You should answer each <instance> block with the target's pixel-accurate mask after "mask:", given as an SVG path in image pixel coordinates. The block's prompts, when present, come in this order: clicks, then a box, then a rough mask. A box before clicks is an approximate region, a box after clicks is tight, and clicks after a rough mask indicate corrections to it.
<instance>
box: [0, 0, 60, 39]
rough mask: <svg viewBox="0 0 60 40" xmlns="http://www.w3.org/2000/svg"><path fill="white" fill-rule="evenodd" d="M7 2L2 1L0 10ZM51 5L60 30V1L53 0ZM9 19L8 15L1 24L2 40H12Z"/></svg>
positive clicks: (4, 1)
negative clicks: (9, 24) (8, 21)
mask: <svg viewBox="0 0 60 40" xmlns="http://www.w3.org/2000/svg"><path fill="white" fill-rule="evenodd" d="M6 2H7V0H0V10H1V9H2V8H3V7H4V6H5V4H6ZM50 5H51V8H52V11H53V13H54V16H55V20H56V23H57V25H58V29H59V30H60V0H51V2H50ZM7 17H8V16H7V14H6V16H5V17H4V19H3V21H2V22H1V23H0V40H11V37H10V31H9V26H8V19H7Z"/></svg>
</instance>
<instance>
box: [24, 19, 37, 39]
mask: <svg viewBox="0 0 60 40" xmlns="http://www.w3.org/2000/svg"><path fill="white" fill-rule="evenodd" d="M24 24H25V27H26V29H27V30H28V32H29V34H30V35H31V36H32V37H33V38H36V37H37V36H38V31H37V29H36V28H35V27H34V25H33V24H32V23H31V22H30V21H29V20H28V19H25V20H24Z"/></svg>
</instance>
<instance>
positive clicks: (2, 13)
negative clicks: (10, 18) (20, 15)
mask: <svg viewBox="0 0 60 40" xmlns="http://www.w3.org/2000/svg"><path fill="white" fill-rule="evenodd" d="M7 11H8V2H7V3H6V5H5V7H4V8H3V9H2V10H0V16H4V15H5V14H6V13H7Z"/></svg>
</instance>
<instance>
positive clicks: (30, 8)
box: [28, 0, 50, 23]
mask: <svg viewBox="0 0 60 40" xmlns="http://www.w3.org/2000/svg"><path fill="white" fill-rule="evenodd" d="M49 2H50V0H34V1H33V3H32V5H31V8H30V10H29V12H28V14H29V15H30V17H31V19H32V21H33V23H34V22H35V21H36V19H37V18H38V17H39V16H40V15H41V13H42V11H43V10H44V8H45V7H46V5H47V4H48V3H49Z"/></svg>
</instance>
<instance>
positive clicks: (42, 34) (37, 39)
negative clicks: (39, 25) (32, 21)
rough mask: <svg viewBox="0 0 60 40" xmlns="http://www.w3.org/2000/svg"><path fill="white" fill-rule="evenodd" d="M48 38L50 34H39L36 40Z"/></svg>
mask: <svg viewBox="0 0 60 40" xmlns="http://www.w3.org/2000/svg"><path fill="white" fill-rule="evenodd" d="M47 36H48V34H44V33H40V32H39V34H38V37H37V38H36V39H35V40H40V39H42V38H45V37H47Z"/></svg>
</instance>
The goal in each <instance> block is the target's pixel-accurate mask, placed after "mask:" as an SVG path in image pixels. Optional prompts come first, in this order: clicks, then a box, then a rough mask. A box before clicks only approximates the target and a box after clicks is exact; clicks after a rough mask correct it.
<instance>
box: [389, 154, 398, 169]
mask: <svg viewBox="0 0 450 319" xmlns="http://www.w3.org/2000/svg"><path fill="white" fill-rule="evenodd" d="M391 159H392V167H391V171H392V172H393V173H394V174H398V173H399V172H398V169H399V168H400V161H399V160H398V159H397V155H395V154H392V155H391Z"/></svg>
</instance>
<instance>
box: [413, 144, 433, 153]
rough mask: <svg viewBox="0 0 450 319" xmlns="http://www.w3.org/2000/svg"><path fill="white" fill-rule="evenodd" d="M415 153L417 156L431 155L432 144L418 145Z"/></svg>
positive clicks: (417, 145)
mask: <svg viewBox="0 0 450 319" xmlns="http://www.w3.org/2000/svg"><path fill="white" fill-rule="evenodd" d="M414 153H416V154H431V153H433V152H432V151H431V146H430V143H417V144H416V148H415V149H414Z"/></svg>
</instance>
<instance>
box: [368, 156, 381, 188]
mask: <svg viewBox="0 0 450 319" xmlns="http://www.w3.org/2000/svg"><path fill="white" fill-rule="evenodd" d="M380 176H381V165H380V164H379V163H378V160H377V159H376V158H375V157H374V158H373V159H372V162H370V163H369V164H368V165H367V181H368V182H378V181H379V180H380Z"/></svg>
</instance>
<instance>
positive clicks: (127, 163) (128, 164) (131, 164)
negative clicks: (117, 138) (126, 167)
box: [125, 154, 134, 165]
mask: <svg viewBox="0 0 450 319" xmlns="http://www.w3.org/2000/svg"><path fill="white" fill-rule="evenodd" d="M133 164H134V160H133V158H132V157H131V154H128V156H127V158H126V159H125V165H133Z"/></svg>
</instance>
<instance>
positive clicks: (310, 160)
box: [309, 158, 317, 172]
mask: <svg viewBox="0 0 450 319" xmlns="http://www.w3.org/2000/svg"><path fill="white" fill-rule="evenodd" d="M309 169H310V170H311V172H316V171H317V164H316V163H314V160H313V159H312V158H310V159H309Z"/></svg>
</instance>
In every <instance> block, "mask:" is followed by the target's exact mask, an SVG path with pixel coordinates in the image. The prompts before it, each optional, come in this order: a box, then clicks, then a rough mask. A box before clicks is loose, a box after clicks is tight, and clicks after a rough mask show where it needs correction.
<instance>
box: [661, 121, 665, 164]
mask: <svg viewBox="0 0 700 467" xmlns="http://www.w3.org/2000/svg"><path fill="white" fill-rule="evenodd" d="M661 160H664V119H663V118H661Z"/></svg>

Task prompt: Go through the material above, and wherever a line contains the string "coordinates", return it.

Solution:
You should answer each <instance> block with the target's pixel-accurate mask after "mask:", given as an SVG path in image pixel coordinates. The block's prompts, when present, come in this order: clicks, then a box, then a rough mask. A box before clicks is an approximate region, a box after clicks is tight, and clicks after a rough mask indicate corrections to it.
In every <instance> block, "mask:" is followed by the target's exact mask, an SVG path with pixel coordinates in the image. The prompts before it, each optional, come in this order: a box, then clicks, then a rough mask. A box before clicks is loose, a box after clicks is tight, and clicks after a rough mask show where it needs correction.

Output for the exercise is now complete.